▶ [Prompt]: In the article about Floyd Butler's heart valve procedure, how long did his heart stop before CPR brought him back?

▶ [Given passage]:
Patient Resuscitated, Receives New Heart Valve to Last His Lifetime

“There’s got to be a reason why I’m still here,” a thankful Floyd Butler says.

Lisa Aubry, Loma Linda University Health News
Patient Resuscitated, Receives New Heart Valve to Last His Lifetime
Floyd Butler returned to his favorite hobbies, such as fishing, after undergoing a minimally invasive valve-in-valve procedure at Loma Linda University Medical Center. [Photo: courtesy of Floyd Butler]

Floyd Butler says he still finds it difficult to process that his heart stopped beating six months ago. But care teams not only brought Butler back to life — they ensured the failing heart valve that had caused his cardiac arrest was replaced.

“There’s got to be a reason why I’m still here,” he says.

Butler, 65, continues to recover from the minimally invasive transcatheter valve-in-valve procedure he received at Loma Linda University Medical Center (LLUMC). Nowadays, he says he invests his energy in moments that fulfill him, such as volunteering at a local church and spending quality time with his fiancé.

His fiancé first noticed the swelling in Butler’s feet and urged him to check into a local hospital’s emergency department in January. Care teams found that the swelling was a symptom of Butler’s acute heart failure, brought on by a severely degenerated valve in his heart called the mitral valve. Butler’s original mitral valve had already degenerated about a decade before, and he’d undergone open heart surgery to receive a new tissue mitral valve. But now that replacement valve was deteriorated too, preventing proper blood flow throughout Butler’s body.

While at the hospital, Butler coded; his heart stopped for 12 minutes before the care team’s persistent cardiopulmonary resuscitation (CPR) efforts brought him back to life. Rajagopal Krishnan, a cardiologist at LLU, was in service at the local hospital and helped stabilize Butler while there. Butler next traveled by ambulance to LLUMC, where he would receive a higher level of care.

Antoine Sakr, medical director of heart failure and transplant at Loma Linda University International Heart Institute, and the heart failure team stabilized Butler with medications. Meanwhile, Jason Hoff and Amr Mohsen, medical directors of the structural interventional program at LLU International Heart Institute, strategized about offering Butler a transcatheter mitral valve-in-valve procedure.

Having undergone open heart surgery before, Butler says he was relieved to hear of a minimally invasive option to replace his mitral valve.

“Because my recovery from the open-heart surgery was so difficult, I swore that if the valve failed again, I wasn’t going to go through with a surgery again,” he said. “But because of this new technology, it wasn’t a question. I thought, ‘Well shoot, this is simple. You don’t have to open my chest. Let’s do it, go ahead.’”

▶ [Extracted entries]:

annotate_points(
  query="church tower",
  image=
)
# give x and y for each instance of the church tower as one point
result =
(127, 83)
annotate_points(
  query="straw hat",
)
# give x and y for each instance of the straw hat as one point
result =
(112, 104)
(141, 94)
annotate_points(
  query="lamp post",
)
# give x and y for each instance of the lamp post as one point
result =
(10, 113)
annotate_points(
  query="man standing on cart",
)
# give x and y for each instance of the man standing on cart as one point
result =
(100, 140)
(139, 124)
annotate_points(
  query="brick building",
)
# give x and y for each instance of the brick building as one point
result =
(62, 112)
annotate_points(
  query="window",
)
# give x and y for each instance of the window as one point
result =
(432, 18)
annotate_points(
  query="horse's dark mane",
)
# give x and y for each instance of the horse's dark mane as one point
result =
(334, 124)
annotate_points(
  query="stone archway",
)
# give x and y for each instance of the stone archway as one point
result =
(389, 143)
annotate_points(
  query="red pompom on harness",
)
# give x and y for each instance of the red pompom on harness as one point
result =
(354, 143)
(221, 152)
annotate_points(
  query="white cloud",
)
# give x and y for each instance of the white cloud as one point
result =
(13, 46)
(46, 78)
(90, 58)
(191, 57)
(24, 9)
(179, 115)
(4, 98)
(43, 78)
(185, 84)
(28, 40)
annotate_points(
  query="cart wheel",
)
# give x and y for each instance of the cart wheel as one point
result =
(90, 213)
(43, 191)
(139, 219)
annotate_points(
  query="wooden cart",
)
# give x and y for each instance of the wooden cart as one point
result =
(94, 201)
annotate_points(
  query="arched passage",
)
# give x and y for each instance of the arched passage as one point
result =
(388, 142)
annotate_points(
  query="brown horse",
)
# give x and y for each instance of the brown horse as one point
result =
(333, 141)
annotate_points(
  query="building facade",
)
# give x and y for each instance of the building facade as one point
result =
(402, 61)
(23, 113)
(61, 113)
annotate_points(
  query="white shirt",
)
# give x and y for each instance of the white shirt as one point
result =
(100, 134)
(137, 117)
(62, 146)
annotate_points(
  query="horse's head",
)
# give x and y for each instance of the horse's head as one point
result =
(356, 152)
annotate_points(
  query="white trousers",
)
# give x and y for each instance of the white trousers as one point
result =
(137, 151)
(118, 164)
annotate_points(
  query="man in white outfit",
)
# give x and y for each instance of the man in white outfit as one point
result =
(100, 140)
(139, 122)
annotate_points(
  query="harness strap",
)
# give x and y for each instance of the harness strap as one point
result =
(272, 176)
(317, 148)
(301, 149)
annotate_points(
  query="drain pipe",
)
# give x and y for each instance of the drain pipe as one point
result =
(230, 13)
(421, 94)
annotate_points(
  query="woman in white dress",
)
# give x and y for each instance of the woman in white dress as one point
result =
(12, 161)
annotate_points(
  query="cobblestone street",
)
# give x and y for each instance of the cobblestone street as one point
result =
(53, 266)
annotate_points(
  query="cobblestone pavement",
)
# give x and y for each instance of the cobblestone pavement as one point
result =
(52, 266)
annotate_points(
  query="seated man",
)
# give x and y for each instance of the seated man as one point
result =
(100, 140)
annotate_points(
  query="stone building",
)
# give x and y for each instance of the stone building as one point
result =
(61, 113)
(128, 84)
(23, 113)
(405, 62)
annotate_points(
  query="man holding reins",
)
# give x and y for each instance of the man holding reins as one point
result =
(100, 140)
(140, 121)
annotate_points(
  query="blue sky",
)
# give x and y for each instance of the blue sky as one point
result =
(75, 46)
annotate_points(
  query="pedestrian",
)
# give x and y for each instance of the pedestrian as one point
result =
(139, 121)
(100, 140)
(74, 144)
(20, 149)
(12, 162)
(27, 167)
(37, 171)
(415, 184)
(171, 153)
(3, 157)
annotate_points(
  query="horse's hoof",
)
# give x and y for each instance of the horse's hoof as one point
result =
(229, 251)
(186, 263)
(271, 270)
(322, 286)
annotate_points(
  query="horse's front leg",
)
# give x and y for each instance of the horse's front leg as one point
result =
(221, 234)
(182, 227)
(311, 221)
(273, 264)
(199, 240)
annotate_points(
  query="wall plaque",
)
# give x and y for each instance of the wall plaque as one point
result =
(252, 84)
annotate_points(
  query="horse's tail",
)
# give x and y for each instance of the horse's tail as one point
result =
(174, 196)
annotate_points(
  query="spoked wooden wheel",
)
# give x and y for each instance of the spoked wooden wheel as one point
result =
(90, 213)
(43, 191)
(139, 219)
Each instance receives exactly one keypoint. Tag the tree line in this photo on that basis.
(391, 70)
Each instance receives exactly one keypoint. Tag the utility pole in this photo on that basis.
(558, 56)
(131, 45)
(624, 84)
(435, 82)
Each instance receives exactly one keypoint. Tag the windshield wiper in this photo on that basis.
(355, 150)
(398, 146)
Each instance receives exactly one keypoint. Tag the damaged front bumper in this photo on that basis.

▶ [Solution for this problem]: His heart stopped for 12 minutes.